SUPPLIED PASSAGE —
Why Did the Mariners Break the Bank for Cano?

The Mariners are in win-now mode and signing Robinson Cano was only the first step

In case you’ve been off the grid for the last week or two, allow me to fill you in: the Seattle Mariners appear to be going for it.

After a rocky negotiation process between the club’s General Manager Jack Zduriencik and new agent Jay-Z, the Mariners surprisingly decided to break the bank on a true superstar free agent, locking up Robinson Cano for $240 million over 10 years. And by superstar, I do mean superstar. We’re not talking about Richie Sexson or *shudders* Chone Figgins here.

What Exactly Did the Mariners Buy?

It’s exciting anytime a big ticket free agent goes to a new team, and doubly so when it’s a player as great as Cano. Squarely in the prime of his career, Cano hasn’t had an OPS (On-Base Plus Slugging) percentage below .871 since 2009, and year after year he has been a top-10 player in a smorgasbord of offensive categories. Put simply, Cano is the kind of player the Mariners haven’t had in a long time - perhaps the only names who can come close in recent years are Adrian Beltre, Brett Boone and Alex Rodriguez.

SET EXERCISE 1 —
Rewrite everything in the Cano article from "What Exactly Did" down to "and Alex Rodriguez.", changing "smorgasbord" to "wide range".

ENTRIES —
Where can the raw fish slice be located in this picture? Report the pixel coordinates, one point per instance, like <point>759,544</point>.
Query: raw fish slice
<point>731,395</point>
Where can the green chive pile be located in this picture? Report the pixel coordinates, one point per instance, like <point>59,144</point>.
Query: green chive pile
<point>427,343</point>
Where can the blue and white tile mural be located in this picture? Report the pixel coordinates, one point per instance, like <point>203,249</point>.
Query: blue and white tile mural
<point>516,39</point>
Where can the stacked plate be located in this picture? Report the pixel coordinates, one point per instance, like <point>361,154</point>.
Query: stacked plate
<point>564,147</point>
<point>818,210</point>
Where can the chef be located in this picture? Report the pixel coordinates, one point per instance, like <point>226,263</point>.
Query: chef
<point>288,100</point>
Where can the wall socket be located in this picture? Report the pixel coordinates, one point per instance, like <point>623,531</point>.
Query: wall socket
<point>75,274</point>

SET EXERCISE 2 —
How many lines of the records contain the string "slice"? Case counts, and reply with the number alone.

CORRECT OUTPUT 1 —
What Exactly Did the Mariners Buy?

It’s exciting anytime a big ticket free agent goes to a new team, and doubly so when it’s a player as great as Cano. Squarely in the prime of his career, Cano hasn’t had an OPS (On-Base Plus Slugging) percentage below .871 since 2009, and year after year he has been a top-10 player in a wide range of offensive categories. Put simply, Cano is the kind of player the Mariners haven’t had in a long time - perhaps the only names who can come close in recent years are Adrian Beltre, Brett Boone and Alex Rodriguez.

CORRECT OUTPUT 2 —
2